EXERCISE DESCRIPTION: Recast the entries from the line containing "glossy leaf using the picture above." through the end of the entries, both included, as a Markdown table with the columns Row and Line, leaving out any blank lines.
◇ ◇ ◇ ◇ ◇
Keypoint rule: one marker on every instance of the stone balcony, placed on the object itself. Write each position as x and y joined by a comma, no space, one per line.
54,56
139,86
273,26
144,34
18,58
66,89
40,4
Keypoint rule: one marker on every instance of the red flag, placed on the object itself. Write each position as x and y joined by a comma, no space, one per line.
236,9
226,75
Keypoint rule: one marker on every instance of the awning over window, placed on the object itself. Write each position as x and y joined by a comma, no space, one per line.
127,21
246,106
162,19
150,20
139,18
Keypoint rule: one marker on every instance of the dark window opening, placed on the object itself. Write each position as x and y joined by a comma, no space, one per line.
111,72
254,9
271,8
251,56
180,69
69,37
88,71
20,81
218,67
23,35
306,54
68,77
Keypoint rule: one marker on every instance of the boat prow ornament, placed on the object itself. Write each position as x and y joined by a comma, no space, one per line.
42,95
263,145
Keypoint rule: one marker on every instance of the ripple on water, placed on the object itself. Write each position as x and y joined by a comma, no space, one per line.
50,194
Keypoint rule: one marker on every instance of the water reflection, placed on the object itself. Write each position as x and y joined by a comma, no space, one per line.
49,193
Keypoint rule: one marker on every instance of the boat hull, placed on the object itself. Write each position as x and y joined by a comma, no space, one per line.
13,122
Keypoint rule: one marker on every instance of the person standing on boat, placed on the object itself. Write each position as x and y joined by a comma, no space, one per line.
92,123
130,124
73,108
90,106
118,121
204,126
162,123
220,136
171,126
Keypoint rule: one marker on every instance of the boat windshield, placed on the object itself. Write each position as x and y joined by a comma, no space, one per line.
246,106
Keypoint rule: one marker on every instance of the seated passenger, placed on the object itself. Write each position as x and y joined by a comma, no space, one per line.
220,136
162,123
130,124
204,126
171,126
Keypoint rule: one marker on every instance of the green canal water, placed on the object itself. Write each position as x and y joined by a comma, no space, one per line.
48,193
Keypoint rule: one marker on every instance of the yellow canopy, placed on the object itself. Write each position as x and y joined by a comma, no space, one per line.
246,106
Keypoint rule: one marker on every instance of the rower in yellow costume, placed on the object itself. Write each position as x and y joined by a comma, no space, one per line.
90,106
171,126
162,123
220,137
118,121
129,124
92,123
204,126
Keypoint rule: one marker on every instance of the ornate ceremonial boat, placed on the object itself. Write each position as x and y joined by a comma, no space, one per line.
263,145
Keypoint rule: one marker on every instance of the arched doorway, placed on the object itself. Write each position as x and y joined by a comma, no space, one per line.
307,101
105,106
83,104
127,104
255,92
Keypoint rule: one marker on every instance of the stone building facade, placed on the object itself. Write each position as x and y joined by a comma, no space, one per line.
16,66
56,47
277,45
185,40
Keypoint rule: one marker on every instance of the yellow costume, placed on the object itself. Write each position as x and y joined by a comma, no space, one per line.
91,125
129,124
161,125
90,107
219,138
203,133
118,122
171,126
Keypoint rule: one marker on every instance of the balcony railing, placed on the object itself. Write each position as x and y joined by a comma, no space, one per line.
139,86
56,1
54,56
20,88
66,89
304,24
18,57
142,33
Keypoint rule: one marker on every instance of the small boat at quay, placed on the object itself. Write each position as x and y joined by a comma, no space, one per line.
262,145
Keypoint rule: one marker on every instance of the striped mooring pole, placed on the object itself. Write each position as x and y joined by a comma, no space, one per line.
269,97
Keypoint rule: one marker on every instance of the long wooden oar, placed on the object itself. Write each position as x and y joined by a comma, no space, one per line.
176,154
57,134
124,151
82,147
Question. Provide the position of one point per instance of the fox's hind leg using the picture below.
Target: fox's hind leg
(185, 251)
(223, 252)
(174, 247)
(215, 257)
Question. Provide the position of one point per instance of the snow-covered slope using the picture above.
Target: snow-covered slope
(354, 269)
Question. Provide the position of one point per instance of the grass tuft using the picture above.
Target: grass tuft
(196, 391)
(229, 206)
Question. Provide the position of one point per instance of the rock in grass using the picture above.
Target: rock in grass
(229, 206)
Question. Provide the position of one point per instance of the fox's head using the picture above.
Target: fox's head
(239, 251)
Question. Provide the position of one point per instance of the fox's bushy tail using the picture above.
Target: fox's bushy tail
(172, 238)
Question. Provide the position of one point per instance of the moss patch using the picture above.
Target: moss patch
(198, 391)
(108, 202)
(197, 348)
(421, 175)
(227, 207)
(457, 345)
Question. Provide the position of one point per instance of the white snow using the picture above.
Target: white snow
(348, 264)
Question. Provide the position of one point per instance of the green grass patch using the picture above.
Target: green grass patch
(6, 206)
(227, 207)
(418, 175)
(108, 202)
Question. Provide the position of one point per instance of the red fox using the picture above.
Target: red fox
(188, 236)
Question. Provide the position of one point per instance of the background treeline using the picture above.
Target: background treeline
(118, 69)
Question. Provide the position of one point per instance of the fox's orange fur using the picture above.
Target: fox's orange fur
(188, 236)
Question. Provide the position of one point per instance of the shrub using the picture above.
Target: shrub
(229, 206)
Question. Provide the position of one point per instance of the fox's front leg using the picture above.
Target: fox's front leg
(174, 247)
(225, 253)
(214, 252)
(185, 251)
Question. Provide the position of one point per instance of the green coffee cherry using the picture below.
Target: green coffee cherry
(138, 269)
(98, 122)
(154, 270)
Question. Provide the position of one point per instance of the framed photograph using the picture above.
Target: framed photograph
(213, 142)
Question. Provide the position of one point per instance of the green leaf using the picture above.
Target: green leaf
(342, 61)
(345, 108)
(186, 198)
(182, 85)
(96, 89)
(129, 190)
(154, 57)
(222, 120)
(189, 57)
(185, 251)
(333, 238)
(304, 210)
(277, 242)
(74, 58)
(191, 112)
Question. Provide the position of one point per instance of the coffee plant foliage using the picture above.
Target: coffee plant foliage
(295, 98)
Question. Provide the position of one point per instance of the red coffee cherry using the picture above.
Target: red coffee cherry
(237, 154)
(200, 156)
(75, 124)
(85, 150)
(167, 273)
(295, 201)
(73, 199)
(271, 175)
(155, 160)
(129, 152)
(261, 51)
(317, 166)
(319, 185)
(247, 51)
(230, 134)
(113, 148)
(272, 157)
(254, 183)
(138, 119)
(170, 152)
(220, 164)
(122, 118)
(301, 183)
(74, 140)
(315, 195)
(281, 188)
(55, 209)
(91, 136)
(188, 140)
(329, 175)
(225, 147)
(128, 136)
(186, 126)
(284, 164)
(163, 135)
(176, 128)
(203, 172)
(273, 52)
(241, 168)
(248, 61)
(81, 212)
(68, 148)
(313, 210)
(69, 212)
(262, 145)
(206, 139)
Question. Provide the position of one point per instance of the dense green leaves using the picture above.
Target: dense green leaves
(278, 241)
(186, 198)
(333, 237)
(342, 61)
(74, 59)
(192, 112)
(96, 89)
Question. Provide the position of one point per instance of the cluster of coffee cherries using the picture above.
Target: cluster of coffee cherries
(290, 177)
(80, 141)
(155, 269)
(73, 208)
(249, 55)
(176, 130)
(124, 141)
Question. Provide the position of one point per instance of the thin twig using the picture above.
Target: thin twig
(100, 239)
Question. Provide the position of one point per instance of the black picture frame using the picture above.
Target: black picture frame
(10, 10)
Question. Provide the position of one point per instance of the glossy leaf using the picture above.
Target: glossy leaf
◇ ◇ ◇ ◇ ◇
SOLUTION FOR THIS TASK:
| Row | Line |
|---|---|
| 1 | Question. Provide the position of one point per instance of the glossy leaf using the picture above. |
| 2 | Target: glossy leaf |